-- Begin --

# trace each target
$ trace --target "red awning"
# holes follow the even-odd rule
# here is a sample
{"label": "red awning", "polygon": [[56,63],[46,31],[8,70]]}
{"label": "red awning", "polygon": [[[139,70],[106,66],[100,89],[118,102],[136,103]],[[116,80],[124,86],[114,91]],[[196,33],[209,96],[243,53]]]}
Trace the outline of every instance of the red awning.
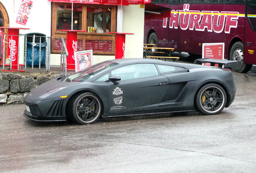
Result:
{"label": "red awning", "polygon": [[[148,4],[151,0],[48,0],[54,2],[66,2],[75,4],[89,4],[101,5],[129,5]],[[122,3],[121,3],[122,1]]]}

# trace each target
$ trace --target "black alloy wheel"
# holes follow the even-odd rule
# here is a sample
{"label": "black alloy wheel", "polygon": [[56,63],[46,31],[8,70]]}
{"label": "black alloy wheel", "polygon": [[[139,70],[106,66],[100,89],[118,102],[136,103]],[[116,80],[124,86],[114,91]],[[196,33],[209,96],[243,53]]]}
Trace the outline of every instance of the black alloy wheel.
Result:
{"label": "black alloy wheel", "polygon": [[233,44],[230,50],[229,59],[235,61],[242,61],[241,65],[239,66],[233,67],[233,70],[237,72],[248,72],[252,66],[244,62],[244,44],[242,42],[236,42]]}
{"label": "black alloy wheel", "polygon": [[202,86],[195,97],[195,109],[205,115],[217,114],[225,107],[227,95],[220,85],[214,83]]}
{"label": "black alloy wheel", "polygon": [[100,99],[91,93],[74,97],[70,101],[71,118],[81,124],[92,123],[101,115],[102,105]]}

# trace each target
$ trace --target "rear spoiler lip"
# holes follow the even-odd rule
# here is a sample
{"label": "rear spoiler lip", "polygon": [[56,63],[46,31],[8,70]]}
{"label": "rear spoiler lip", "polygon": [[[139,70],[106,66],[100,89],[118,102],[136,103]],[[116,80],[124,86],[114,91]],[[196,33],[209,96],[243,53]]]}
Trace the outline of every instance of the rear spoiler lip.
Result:
{"label": "rear spoiler lip", "polygon": [[239,66],[241,65],[242,62],[241,61],[231,61],[227,60],[220,60],[210,58],[204,58],[197,59],[196,60],[194,63],[197,64],[202,64],[204,63],[210,63],[211,66],[214,66],[215,64],[219,65],[219,67],[222,67],[224,65],[225,68],[232,68]]}

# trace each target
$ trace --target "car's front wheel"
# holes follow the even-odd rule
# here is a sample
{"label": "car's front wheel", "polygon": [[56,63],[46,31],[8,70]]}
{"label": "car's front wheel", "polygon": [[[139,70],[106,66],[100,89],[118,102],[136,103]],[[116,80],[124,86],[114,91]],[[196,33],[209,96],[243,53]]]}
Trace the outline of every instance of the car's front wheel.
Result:
{"label": "car's front wheel", "polygon": [[98,119],[101,114],[102,106],[98,96],[91,93],[85,93],[73,97],[68,109],[72,120],[84,125]]}
{"label": "car's front wheel", "polygon": [[225,107],[227,95],[220,85],[210,83],[198,90],[195,97],[195,109],[205,115],[217,114]]}

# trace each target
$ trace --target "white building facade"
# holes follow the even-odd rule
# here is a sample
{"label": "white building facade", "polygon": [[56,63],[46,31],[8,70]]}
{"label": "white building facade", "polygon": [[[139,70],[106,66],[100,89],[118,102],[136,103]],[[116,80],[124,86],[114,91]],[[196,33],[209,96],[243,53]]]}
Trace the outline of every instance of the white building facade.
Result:
{"label": "white building facade", "polygon": [[[28,1],[30,2],[29,5],[29,3],[31,5],[29,6],[29,12],[27,13],[24,19],[23,16],[19,16],[21,12],[21,4],[23,3],[24,4],[24,2],[26,3]],[[55,42],[58,39],[57,38],[62,37],[66,39],[66,37],[65,32],[58,30],[72,29],[71,27],[74,30],[87,31],[78,32],[78,40],[80,42],[80,44],[79,44],[78,51],[88,50],[89,48],[87,47],[87,43],[93,44],[97,40],[107,41],[109,43],[109,47],[110,46],[110,48],[106,48],[103,51],[93,50],[94,64],[115,58],[115,35],[108,33],[109,32],[134,34],[126,36],[125,58],[143,57],[144,22],[143,6],[133,4],[122,6],[121,7],[116,5],[74,3],[72,24],[69,20],[71,4],[63,2],[63,1],[58,1],[58,0],[54,2],[47,0],[34,0],[33,2],[30,0],[1,0],[0,26],[28,28],[29,30],[20,30],[20,34],[38,33],[51,37],[50,64],[53,66],[59,66],[60,63],[60,50],[56,46]],[[24,6],[23,7],[24,8]],[[21,17],[24,20],[21,20]],[[20,23],[17,22],[18,20],[21,22]],[[63,22],[66,24],[63,24]],[[22,22],[23,23],[21,24]],[[65,25],[66,28],[63,28]],[[60,28],[61,27],[62,28]],[[90,32],[90,30],[88,30],[88,27],[93,28],[94,32]],[[7,34],[6,31],[6,29],[4,30],[4,34]],[[21,51],[19,62],[21,64],[24,62],[24,53],[22,51],[24,50],[24,40],[23,37],[20,38],[19,44]],[[95,48],[95,46],[93,47],[93,49]]]}

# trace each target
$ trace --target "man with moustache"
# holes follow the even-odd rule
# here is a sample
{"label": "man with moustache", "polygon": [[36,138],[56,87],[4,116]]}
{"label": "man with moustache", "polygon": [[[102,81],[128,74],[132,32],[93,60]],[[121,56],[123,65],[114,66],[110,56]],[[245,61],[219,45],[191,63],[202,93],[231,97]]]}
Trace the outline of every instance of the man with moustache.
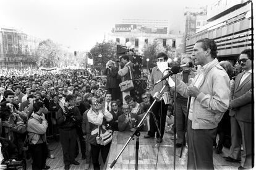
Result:
{"label": "man with moustache", "polygon": [[[181,58],[181,64],[184,64],[192,62],[192,59],[190,56],[184,56]],[[182,71],[177,74],[177,79],[186,83],[189,83],[190,79],[195,77],[195,72],[192,69],[192,67],[182,67]],[[174,87],[171,88],[173,93],[174,91]],[[177,142],[176,147],[181,147],[182,143],[186,145],[186,137],[184,133],[187,113],[187,98],[183,97],[179,93],[177,93],[176,100],[176,129],[177,129]]]}
{"label": "man with moustache", "polygon": [[49,100],[46,98],[46,90],[42,90],[41,91],[41,98],[42,101],[45,103],[45,106],[49,110]]}
{"label": "man with moustache", "polygon": [[[160,53],[157,55],[157,62],[166,62],[168,58],[166,54],[164,53]],[[163,80],[162,83],[158,83],[155,85],[155,83],[160,80],[163,77],[163,73],[160,71],[159,68],[156,66],[153,68],[150,76],[150,102],[153,103],[154,99],[153,96],[156,92],[160,91],[162,88],[166,83],[166,80]],[[168,93],[169,91],[169,87],[166,86],[163,90],[163,93]],[[160,101],[156,101],[153,105],[151,109],[155,117],[158,122],[158,126],[160,130],[161,134],[159,134],[156,125],[155,123],[154,118],[152,114],[150,115],[150,130],[148,134],[144,136],[144,138],[155,138],[156,133],[156,142],[161,143],[163,142],[163,137],[164,134],[165,121],[166,119],[168,104],[164,103],[163,100]],[[160,127],[161,125],[161,127]]]}
{"label": "man with moustache", "polygon": [[75,96],[69,95],[66,103],[59,109],[56,116],[57,124],[59,126],[59,138],[63,151],[65,170],[69,169],[70,164],[79,165],[75,161],[75,142],[77,138],[77,124],[82,122],[79,109],[75,106]]}
{"label": "man with moustache", "polygon": [[[213,40],[198,40],[192,54],[197,75],[191,85],[177,80],[177,90],[191,97],[188,134],[188,169],[214,169],[213,141],[217,126],[229,104],[229,78],[216,59]],[[174,76],[171,78],[174,80]]]}
{"label": "man with moustache", "polygon": [[[235,80],[234,88],[231,89],[230,101],[231,125],[231,147],[225,159],[241,164],[238,169],[251,169],[252,150],[252,62],[254,59],[252,49],[242,51],[239,64],[244,72],[239,74]],[[244,151],[241,155],[241,145]]]}
{"label": "man with moustache", "polygon": [[118,117],[118,129],[120,132],[134,132],[139,123],[138,115],[130,112],[130,106],[127,104],[122,105],[123,114]]}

-- End --

* Brief *
Can you copy the rows from the start of the rows through the line containing "Trace the outline of every instance of the red", inclusive, swapping "awning" for "canopy" and leaving everything else unchanged?

* Answer to the task *
# trace each target
$ trace --target "red canopy"
# holes follow the even-odd rule
# here is a sample
{"label": "red canopy", "polygon": [[56,63],[46,31],[8,70]]}
{"label": "red canopy", "polygon": [[[139,70],[106,66],[100,89],[118,102],[136,103]],[[116,80],[124,86],[114,91]],[[196,33],[209,96],[243,53]]]}
Trace the outline of every instance of the red canopy.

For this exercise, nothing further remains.